Merge github.com:grpc/grpc into grpc_millis
diff --git a/src/core/lib/iomgr/ev_epoll1_linux.c b/src/core/lib/iomgr/ev_epoll1_linux.c
index 26455ec..f8f8b18 100644
--- a/src/core/lib/iomgr/ev_epoll1_linux.c
+++ b/src/core/lib/iomgr/ev_epoll1_linux.c
@@ -49,7 +49,60 @@
 #include "src/core/lib/support/string.h"
 
 static grpc_wakeup_fd global_wakeup_fd;
-static int g_epfd;
+
+/*******************************************************************************
+ * Singleton epoll set related fields
+ */
+
+#define MAX_EPOLL_EVENTS 100
+#define MAX_EPOLL_EVENTS_HANDLED_PER_ITERATION 1
+
+/* NOTE ON SYNCHRONIZATION:
+ * - Fields in this struct are only modified by the designated poller. Hence
+ *   there is no need for any locks to protect the struct.

* * * *

◆ Challenges:
• a. Give every preprocessor directive line (those starting with #include or #define) that appears in the diff.
• b. Repeat the part of the diff that opens with the words containing "static grpc_wakeup_fd global_wakeup_fd;" and closes with "protect the struct.", substituting "structure" for each "struct".
The listing after this point plays no part in the work.

* * * *

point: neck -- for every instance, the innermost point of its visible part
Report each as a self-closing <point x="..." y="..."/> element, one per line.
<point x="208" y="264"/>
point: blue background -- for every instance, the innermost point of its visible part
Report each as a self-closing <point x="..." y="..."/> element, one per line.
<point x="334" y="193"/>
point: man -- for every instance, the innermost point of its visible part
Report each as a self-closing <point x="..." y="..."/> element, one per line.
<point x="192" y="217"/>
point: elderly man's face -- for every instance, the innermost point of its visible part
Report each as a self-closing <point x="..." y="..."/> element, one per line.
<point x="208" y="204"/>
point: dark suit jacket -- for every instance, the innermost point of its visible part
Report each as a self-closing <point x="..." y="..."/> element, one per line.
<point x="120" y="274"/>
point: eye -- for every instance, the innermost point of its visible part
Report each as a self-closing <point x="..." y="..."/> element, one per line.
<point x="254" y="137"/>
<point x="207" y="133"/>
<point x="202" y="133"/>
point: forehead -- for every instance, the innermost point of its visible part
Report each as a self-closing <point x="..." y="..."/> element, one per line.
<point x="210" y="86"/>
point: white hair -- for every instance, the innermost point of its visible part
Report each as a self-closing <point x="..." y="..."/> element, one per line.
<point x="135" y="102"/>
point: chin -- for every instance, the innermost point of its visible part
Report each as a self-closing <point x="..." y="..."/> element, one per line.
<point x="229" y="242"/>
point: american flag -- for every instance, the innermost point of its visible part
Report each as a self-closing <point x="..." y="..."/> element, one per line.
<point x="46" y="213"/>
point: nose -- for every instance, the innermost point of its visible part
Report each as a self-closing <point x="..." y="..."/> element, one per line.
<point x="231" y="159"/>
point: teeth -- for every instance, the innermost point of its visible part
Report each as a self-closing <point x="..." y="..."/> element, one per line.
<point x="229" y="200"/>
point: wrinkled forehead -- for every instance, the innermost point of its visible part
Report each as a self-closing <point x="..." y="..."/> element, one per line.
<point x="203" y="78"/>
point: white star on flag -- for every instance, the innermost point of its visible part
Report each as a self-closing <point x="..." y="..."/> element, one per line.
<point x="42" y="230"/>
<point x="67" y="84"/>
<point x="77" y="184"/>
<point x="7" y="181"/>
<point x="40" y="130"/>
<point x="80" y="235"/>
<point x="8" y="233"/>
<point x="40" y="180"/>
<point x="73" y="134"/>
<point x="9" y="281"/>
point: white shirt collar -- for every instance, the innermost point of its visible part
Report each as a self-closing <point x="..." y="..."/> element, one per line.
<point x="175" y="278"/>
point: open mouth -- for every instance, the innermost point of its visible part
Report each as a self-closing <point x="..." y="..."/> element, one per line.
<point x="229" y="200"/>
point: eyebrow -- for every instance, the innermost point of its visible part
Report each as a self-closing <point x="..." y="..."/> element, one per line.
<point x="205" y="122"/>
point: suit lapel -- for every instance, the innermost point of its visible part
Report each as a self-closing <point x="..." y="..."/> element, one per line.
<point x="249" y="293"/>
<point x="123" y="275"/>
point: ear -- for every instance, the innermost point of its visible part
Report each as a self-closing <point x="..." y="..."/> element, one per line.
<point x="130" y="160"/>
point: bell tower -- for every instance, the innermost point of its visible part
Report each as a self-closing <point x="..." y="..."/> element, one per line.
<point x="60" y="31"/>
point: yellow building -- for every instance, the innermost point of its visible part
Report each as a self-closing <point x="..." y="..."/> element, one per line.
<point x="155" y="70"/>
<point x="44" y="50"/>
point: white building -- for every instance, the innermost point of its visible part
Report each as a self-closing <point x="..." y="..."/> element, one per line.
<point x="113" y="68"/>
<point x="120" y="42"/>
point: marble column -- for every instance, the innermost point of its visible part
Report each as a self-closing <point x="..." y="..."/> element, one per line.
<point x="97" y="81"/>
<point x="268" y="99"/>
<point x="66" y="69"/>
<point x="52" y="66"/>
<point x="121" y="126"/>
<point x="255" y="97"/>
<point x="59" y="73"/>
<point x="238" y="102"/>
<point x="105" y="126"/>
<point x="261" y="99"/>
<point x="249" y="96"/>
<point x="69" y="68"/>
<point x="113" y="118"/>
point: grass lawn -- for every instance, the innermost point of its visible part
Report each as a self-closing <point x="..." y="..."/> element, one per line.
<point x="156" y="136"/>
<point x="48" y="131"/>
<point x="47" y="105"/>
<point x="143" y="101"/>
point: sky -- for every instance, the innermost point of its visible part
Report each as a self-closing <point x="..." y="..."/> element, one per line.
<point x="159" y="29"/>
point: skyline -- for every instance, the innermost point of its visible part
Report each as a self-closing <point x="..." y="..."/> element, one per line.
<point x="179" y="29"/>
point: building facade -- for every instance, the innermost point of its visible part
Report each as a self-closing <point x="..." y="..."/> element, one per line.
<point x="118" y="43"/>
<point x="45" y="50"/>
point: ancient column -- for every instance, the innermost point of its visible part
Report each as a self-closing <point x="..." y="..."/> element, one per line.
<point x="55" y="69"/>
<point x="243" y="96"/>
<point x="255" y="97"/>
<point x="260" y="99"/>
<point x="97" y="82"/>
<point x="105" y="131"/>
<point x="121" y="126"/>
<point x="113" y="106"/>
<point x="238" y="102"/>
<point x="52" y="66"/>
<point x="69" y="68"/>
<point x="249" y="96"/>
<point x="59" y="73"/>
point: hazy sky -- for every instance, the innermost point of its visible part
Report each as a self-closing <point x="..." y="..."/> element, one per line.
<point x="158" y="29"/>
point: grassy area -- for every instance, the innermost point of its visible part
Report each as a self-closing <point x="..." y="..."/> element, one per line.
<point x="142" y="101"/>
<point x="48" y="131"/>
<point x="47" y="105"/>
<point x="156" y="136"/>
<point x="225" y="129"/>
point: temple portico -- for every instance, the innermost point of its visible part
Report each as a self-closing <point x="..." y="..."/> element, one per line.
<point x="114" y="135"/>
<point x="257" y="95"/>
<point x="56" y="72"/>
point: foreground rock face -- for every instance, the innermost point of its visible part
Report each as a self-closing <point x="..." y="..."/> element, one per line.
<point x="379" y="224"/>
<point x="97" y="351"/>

* * * *

◆ Expected results:
• a.
#include "src/core/lib/support/string.h"
#define MAX_EPOLL_EVENTS 100
#define MAX_EPOLL_EVENTS_HANDLED_PER_ITERATION 1

• b.
static grpc_wakeup_fd global_wakeup_fd;
-static int g_epfd;
+
+/*******************************************************************************
+ * Singleton epoll set related fields
+ */
+
+#define MAX_EPOLL_EVENTS 100
+#define MAX_EPOLL_EVENTS_HANDLED_PER_ITERATION 1
+
+/* NOTE ON SYNCHRONIZATION:
+ * - Fields in this structure are only modified by the designated poller. Hence
+ *   there is no need for any locks to protect the structure.